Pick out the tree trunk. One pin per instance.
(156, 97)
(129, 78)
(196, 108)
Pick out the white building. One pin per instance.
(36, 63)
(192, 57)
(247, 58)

#### The problem
From the data above, extract every line in its exact form.

#### Reply to the exercise
Pick out the tree trunk. One pin per instance.
(156, 97)
(129, 78)
(196, 108)
Pick out the white building. One pin per instance.
(36, 63)
(192, 57)
(247, 58)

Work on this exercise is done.